Given exercise a | Starting with the first line of the records and going on through the line that contains "[153,96,203,139]", write all those lines again, including the requests, and multiply every bounding box coordinate in the answers by 1.75, rounding to whole numbers with halves rounded up. Leave the pictures out.
-------- Article
[spambayes-dev] RE: Network checks

Sat Sep 20 22:23:26 EDT 2003

On Sat, 20 Sep 2003 20:13:10 -0400, Tim Peters wrote:

> [Sean R. Lynch]

> So far you sound determined to overrule your father's judgment about
> what he does and doesn't like.  In that case, spambayes may be the worst
> classifier available <wink>.

That's not the problem, and perhaps I wasn't explicit about what the real
problem is. Learning filters work well because there are large differences
between what computer geeks like us consider spam and ham, which you will
see if you feed *your* spam and ham through a Kohonen network. There is a
well-defined dividing line between them. However, if your ham looks a lot
like spam and vice-versa, there is no such clean dividing line, and the
thing just isn't going to be as good. So what I actually want to do is
give a suggestion to my father that something was sent by a spammer (i.e.
stick it in his quarantine folder until he starts releasing that sort of
mail from quarantine).

>> is to have a good filter to begin with.  SpamAssassin seems like it
>> would be reasonable, but if I'm gonna use SpamAssassin, why not use its
>> built-in Bayesian filter? The main reason I won't is that I really want
>> to use SpamAssassin's network checks, and IMHO it's bad netizenship to
>> run them more than once on the same message, and enough messages go to
>> multiple users on my server that I'd really like to run SA as a content
>> filter.
> 
> You could run SA as a rule-based content filter and disable its network
> checks.

I could, but half the reason I want SA is for the network checks, because
the network checks are something that are specifically not available to a
learning filter right now.

>> I think that Bayesian filters really need to include their training
>> time in performance analyses, rather than just comparing their ultimate
>> performance after being trained. The "best" of the Bayesian filters
>> seem to require the longest training times, and I don't really consider
>> this to be a good thing, because "training time" really translates to
>> both false positives and false negatives (an unsure is a false negative
>> as far as I'm concerned).
> 
> It's extremely dangerous to consider an unsure to be a false negative.
> They're unsure precisely because, based on the training a classifier has
> been given, the evidence in favor of ham is approximately equal to the
> evidence in favor of spam.  It does appear to be the case that some
> people usually end up thinking an unsure is spam.  This isn't universal,
> though! For example, it varies from time to time in my classifier, and
> the past few weeks I've considered most unsures to be ham (of the ones I
> could make up my own mind about!  I throw away about half my unsures
> untrained-on, because I have no idea what they're on about -- might be
> ham, might be spam, but they're too confusing regardless to be worth the
> effort of researching). Different people get very different mixtures of
> email.
----------------
Given exercise b | Output the part of the post about network checks starting with "Sat Sep 20 22:23:26" and going on through "classifier available <wink>.", word for word.
-------- The data
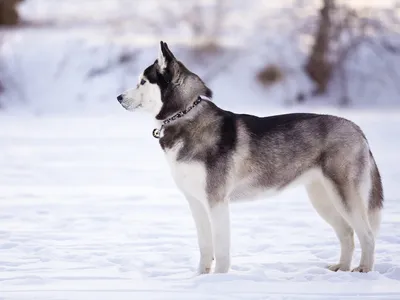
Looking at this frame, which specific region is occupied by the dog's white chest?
[165,144,207,201]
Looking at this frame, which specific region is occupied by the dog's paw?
[351,265,372,273]
[327,264,350,272]
[196,259,213,275]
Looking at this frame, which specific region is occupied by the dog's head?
[117,41,212,120]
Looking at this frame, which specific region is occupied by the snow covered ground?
[0,107,400,300]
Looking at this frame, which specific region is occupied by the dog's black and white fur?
[118,42,383,274]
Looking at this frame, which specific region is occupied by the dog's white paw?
[197,258,213,275]
[328,264,350,272]
[351,265,372,273]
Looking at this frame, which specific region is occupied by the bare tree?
[304,0,400,105]
[305,0,335,94]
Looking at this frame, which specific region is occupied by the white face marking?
[158,43,167,71]
[121,74,162,115]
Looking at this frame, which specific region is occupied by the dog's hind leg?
[186,195,214,274]
[324,179,375,272]
[210,199,230,273]
[306,180,354,272]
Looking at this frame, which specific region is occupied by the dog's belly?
[229,168,323,202]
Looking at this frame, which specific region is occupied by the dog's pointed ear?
[158,41,175,70]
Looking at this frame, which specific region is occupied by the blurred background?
[0,0,400,294]
[0,0,400,114]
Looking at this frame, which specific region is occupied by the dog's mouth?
[121,101,143,111]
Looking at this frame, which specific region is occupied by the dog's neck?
[153,95,210,138]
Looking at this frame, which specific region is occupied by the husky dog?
[117,41,383,274]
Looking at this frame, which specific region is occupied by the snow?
[0,108,400,300]
[0,0,400,300]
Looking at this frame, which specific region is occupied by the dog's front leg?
[210,199,230,273]
[186,196,214,274]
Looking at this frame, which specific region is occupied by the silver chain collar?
[153,96,203,139]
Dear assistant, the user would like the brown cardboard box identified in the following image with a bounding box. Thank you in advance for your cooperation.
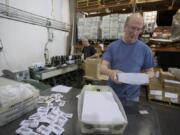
[85,58,108,80]
[148,78,164,100]
[160,69,176,82]
[164,85,180,93]
[164,90,180,103]
[163,79,180,88]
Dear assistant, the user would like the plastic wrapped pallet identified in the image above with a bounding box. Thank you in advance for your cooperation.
[78,85,128,134]
[0,77,39,126]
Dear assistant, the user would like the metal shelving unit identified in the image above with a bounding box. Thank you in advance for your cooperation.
[0,3,71,32]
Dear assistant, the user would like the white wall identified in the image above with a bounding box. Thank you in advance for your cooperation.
[0,0,70,75]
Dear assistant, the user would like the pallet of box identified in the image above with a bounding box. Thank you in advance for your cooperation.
[85,58,108,80]
[159,69,176,83]
[163,79,180,104]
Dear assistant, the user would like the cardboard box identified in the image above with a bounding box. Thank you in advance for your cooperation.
[163,79,180,88]
[160,69,176,82]
[85,58,108,80]
[164,90,180,103]
[148,78,164,100]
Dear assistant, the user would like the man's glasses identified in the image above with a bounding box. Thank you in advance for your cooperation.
[127,26,143,32]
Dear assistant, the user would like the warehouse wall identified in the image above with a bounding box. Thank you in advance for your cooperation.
[0,0,70,75]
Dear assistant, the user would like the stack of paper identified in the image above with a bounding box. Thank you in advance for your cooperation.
[82,91,125,125]
[118,73,149,85]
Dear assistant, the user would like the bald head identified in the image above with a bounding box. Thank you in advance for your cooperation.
[125,13,144,27]
[123,13,144,43]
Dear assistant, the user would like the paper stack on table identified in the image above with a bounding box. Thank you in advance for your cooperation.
[82,91,125,125]
[117,73,149,85]
[16,93,73,135]
[51,85,72,93]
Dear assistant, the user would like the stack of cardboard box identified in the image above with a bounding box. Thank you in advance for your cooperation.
[149,69,180,104]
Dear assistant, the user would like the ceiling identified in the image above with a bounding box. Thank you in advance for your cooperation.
[76,0,180,17]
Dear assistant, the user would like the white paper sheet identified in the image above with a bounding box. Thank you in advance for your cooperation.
[51,85,72,93]
[118,73,149,85]
[82,91,126,125]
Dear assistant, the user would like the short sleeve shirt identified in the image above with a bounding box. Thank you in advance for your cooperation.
[103,39,154,99]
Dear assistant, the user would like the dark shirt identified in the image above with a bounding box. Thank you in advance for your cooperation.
[82,46,96,59]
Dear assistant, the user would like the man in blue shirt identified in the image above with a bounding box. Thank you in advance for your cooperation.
[101,13,154,101]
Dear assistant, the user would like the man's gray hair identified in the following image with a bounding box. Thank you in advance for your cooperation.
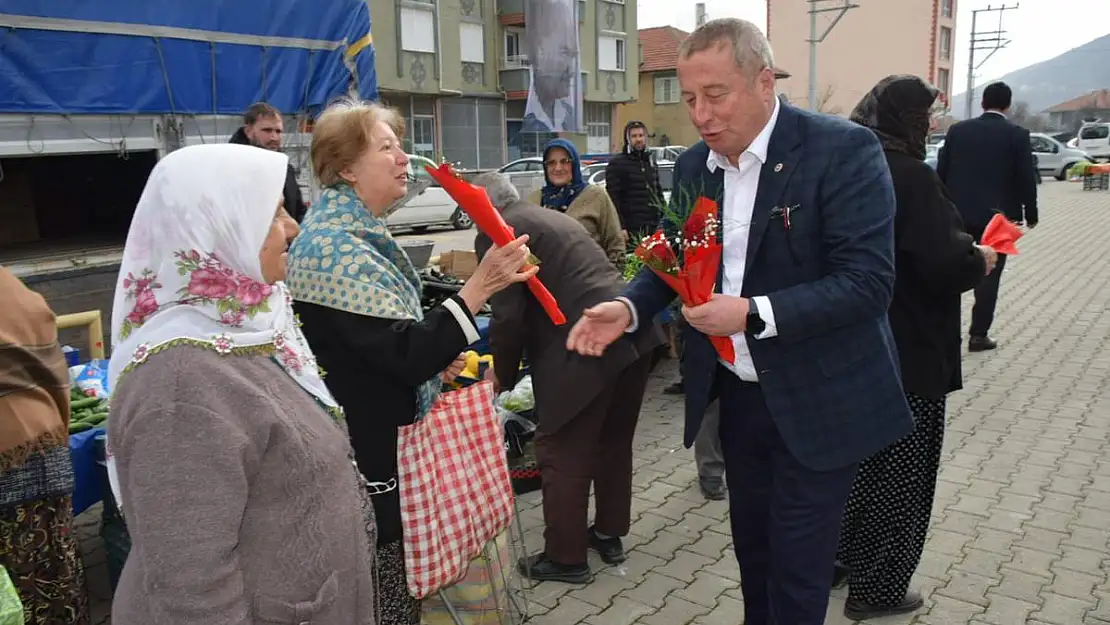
[471,171,521,211]
[678,18,775,78]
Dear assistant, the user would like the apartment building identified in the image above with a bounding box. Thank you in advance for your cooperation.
[767,0,957,115]
[614,26,790,145]
[367,0,639,169]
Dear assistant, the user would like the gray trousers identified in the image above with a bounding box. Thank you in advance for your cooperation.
[694,400,725,484]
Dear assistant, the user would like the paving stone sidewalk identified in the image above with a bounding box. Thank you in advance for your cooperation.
[78,181,1110,625]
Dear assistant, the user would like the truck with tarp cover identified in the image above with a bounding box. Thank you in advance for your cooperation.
[0,0,377,355]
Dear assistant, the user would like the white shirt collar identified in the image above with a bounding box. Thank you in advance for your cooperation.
[705,95,781,173]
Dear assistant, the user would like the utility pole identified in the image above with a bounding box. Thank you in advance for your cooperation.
[812,0,859,111]
[963,3,1020,119]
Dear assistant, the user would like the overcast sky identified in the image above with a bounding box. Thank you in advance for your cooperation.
[639,0,1110,93]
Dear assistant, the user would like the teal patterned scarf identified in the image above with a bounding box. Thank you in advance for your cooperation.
----------------
Complete answer a |
Looking at this frame, which specific region is occupied by the dog's white chest?
[289,252,362,352]
Looking at this frame, which specific region is occupied by the dog's paw?
[614,464,651,478]
[572,462,613,476]
[343,453,373,481]
Looking at this frame, which specific region is occupied by the dog's head?
[205,72,371,210]
Looking at this frame, which specific region is occupied by the snow covered ground?
[0,187,700,525]
Looking at this frame, which specific region is occupied by the dog's black and white fur?
[207,74,670,480]
Looking at this frame, which specific region is occupied by the dog's white paw?
[345,452,373,481]
[574,462,613,476]
[614,464,651,478]
Looking at this frame, which specific region is occupied by the bare tree?
[532,0,700,184]
[534,0,586,165]
Looking at this frame, which specific region is occupied by the white face marking?
[277,75,292,124]
[212,130,284,201]
Looking at this frame, which specific region is occupied by the dog's hind leg?
[326,341,375,480]
[567,313,656,476]
[368,348,403,478]
[536,315,620,476]
Looking at this frame, which specific region is occupied by the dog's belly?
[401,294,565,354]
Looking at this frame, which specific region is occupied by the dog's pointed ear?
[277,72,306,123]
Looking at this frame, which specific region is occupied by the blurred background?
[0,0,700,515]
[0,0,700,200]
Looking at this frame, which specific region is occupied by the dog's mouth?
[212,177,250,194]
Looking at this frame, which specific region is occupied by the dog's neck?
[268,166,368,242]
Looking at this frame, which specific region is occupied by the husky dog?
[205,72,670,480]
Looking at this frame, which specific region is occupied by the snow?
[0,189,700,525]
[0,0,700,525]
Looking at this frame, which specific region is occupied by the dog's front leg?
[368,348,403,478]
[326,343,375,480]
Looking at this frame, which specific region is occupied by the silver chain collar?
[268,168,355,243]

Complete answer b |
Sat Sep 20 22:23:26 EDT 2003

On Sat, 20 Sep 2003 20:13:10 -0400, Tim Peters wrote:

> [Sean R. Lynch]

> So far you sound determined to overrule your father's judgment about
> what he does and doesn't like.  In that case, spambayes may be the worst
> classifier available <wink>.